──────── Information shown

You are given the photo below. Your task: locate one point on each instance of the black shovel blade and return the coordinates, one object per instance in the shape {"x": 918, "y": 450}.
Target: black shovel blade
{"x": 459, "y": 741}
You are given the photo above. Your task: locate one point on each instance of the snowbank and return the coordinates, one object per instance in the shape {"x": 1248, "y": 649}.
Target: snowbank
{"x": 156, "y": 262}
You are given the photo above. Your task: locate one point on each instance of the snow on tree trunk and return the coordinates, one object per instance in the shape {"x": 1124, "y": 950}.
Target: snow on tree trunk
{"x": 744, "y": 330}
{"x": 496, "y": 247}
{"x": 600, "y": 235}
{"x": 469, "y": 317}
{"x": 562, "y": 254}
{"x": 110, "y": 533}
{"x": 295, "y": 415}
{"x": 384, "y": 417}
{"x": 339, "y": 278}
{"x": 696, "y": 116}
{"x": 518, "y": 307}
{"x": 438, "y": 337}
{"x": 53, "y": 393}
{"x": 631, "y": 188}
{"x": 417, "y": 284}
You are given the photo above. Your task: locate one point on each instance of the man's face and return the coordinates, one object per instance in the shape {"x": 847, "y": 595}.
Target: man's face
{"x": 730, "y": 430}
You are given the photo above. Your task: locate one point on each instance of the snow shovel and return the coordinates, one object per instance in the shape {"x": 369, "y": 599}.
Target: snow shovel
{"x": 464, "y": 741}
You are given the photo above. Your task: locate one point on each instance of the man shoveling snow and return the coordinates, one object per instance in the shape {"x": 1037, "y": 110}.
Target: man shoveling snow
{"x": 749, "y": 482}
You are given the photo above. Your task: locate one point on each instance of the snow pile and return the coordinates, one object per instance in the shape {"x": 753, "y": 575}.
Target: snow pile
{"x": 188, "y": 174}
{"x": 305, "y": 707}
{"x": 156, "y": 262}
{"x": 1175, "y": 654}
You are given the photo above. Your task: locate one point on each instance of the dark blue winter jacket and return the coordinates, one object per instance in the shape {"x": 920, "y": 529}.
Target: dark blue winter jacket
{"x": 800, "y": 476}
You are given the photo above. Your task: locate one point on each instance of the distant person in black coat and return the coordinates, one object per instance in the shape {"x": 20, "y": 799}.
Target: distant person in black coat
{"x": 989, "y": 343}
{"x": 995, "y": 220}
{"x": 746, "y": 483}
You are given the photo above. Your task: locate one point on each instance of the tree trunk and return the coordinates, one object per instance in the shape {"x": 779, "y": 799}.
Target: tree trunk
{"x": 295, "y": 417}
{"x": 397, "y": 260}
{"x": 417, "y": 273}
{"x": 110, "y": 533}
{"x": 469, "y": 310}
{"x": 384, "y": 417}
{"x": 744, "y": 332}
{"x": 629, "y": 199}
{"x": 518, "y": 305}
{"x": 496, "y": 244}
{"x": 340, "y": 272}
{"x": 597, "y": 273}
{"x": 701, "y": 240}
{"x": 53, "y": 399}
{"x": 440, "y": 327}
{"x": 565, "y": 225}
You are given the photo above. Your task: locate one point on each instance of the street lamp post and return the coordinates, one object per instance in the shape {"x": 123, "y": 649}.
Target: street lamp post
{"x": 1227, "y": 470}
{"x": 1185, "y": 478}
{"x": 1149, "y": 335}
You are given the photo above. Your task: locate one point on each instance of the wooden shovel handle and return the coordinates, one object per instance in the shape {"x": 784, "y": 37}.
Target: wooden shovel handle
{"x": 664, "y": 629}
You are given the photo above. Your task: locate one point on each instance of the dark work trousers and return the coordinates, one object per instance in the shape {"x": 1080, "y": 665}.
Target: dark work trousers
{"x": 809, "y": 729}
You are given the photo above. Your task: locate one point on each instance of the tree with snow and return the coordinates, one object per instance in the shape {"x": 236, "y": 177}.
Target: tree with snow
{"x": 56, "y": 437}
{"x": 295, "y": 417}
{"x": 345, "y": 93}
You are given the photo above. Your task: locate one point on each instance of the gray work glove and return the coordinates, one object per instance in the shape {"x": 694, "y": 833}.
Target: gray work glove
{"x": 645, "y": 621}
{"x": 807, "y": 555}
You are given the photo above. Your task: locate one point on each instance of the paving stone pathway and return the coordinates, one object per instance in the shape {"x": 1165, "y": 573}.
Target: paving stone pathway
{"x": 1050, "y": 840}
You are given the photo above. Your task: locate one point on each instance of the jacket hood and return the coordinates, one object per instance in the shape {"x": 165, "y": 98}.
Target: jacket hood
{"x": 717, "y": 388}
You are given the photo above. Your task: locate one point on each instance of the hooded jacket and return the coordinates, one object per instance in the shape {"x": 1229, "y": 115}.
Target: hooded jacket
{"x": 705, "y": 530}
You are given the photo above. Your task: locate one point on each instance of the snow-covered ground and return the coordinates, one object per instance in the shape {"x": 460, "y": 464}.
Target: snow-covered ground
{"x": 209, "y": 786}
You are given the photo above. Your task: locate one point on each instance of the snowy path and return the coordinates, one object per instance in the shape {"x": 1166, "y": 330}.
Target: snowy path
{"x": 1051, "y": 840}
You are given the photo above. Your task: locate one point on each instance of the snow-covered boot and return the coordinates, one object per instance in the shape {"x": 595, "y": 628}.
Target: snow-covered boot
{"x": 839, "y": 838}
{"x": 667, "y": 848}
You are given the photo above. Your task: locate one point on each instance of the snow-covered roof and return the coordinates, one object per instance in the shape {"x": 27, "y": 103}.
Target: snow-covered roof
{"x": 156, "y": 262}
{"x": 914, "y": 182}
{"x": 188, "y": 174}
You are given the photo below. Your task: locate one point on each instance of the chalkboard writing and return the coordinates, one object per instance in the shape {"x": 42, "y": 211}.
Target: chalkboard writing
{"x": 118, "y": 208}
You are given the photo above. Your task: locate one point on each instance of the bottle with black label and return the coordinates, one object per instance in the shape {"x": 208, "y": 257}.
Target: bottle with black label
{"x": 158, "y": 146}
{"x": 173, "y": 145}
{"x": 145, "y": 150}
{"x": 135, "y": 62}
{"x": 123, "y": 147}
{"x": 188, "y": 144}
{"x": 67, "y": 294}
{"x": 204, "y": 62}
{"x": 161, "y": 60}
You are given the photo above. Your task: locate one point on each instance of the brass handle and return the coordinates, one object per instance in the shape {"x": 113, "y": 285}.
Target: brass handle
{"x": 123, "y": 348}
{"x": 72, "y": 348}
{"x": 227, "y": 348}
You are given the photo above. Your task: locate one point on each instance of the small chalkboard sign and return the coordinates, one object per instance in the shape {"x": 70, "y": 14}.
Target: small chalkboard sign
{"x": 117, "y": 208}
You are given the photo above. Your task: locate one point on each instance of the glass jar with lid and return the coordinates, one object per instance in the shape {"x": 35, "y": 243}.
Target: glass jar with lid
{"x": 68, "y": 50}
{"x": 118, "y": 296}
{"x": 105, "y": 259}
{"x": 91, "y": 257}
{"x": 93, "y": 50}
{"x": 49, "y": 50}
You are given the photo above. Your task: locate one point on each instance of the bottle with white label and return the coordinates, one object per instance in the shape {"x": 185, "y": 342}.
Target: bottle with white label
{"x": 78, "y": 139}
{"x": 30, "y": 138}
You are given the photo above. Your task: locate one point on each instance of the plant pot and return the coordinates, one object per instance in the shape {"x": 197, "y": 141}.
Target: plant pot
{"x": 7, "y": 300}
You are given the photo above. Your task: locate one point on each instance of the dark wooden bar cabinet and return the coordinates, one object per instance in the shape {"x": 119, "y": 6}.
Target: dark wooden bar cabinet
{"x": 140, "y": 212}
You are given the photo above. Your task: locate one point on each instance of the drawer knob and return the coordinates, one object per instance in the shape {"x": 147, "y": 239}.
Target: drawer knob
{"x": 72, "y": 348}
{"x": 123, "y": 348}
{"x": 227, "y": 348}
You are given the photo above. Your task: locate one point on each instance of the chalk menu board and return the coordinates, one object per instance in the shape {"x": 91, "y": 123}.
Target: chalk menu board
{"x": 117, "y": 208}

────────────────

▸ **Problem description**
Return the lines beginning at the one that contains "white label and" and continuing through the last line of the data, exactly as they stand and without any others.

▸ **Task response**
You are given the photo above. Your task: locate one point on each instance of the bottle with white label and return the coordinates, one object per instance in the shape {"x": 185, "y": 342}.
Target: bottle with white label
{"x": 78, "y": 139}
{"x": 30, "y": 138}
You are given the photo above. Your task: locate one point on each instance of the plant pot and return the coordinates, one object per instance in the shape {"x": 197, "y": 141}.
Target: plant pot
{"x": 7, "y": 300}
You are given the photo above. Your task: locate one point on each instance of the dark wooden bar cabinet and return the coordinates, one object per instance in the shape {"x": 119, "y": 6}.
Target: dark wooden bar cabinet
{"x": 140, "y": 212}
You are given the photo above. Your task: locate one point on each instance of the drawer knob and return the coordinates, one object per instance in the shape {"x": 147, "y": 239}.
Target: drawer knob
{"x": 72, "y": 348}
{"x": 123, "y": 348}
{"x": 227, "y": 348}
You are given the photo above. Your task: locate one point on each instance of the chalk menu board and return the coordinates, one object per instance in the shape {"x": 91, "y": 123}.
Target: chalk menu board
{"x": 117, "y": 208}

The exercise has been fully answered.